#### SELECTED TEXT:
## Review of Franklin, Alexander, and Seifert, Vanessa. “The Problem of Molecular Structure Just Is the Measurement Problem.” *The British Journal for the Philosophy of Science,* volume 75, number 1, March 2024 doi: 10.1086/715148.

**Summary**

The authors consider three unresolved issues in deriving molecular structure using quantum mechanics. They claim that these problems are directly related to the resolution of the quantum measurement problem. The Hund problem of chirality is that molecules of a particular chirality are typically observed rather than superpositions of molecules with a definite chirality. The second problem concerns isomers which are molecules that have the same atoms, but bonded in different configurations. If one considers the general Coulombic Hamiltonian of an isolated molecule, which the authors refer to as the resultant Hamiltonian, it is noted that the ground state would be a superposition of the various possible isomers. On the other hand, it is claimed that no superpositions of isomers are observed in reality. Moreover, there is no clear path to start with the resultant Hamiltonian to derive using standard quantum mechanics the particular configurations that represent isomers. The third problem identified is that of symmetry breaking. Here it is said that molecules are found in particular configurations such as ammonia with the nitrogen either found on top of the hydrogen’s or at the bottom of the hydrogen’s but are not found in a superposition. In Sec. 3 the authors claim that the problems of molecular structure are just special cases of the quantum measurement problem (QMP) as defined by Maudlin in [1], “the problem of outcomes.” In Sec. 4 the authors examine various quantum interpretations, such as Everett’s many worlds theory and Bohm’s theory in the expectation that one or more of these will explain where molecular structure comes about.

**Strengths**

- The authors bring attention to the possibility several problems in molecular structure that have not been resolved within standard quantum theory. These are the problem of chirality, existence of specific isomers, and symmetry breaking.
- The authors bring attention to the possibility that these three problems in molecular structure are related to the QMP. If one considers that a resolution to the QMP should explain how a large quantum superposition is further reduced to one of the many terms in the superposition, then it is reasonable to investigate whether resolution of the QMP has application to the three problems of molecular structure.
- That is, the problem of chirality is that a superposition of left and right chirality is not typically seen; resolution of the QMP is proposed as a solution since a measurement projection process might project a superposition of chirality to a definite chirality of right or left.

#### RECORDED DATA:
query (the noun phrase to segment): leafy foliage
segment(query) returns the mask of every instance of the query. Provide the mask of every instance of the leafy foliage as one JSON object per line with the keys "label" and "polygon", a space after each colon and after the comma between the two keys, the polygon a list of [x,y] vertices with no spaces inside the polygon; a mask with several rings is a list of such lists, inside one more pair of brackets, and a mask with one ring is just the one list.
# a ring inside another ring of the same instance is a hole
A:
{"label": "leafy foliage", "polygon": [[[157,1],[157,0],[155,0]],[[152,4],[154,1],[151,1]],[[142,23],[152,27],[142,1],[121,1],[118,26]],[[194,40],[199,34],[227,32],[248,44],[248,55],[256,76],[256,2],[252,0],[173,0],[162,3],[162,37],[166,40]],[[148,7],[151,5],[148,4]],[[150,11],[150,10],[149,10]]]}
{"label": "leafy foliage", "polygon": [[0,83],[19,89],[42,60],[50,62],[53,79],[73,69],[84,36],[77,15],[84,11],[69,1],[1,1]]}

#### DIRECTION:
In the review, retype the part that opens with the words containing "## Review of" and closes with "2024 doi: 10.1086/715148.". The records aren't needed for any of this work.

#### FINAL RESULT:
## Review of Franklin, Alexander, and Seifert, Vanessa. “The Problem of Molecular Structure Just Is the Measurement Problem.” *The British Journal for the Philosophy of Science,* volume 75, number 1, March 2024 doi: 10.1086/715148.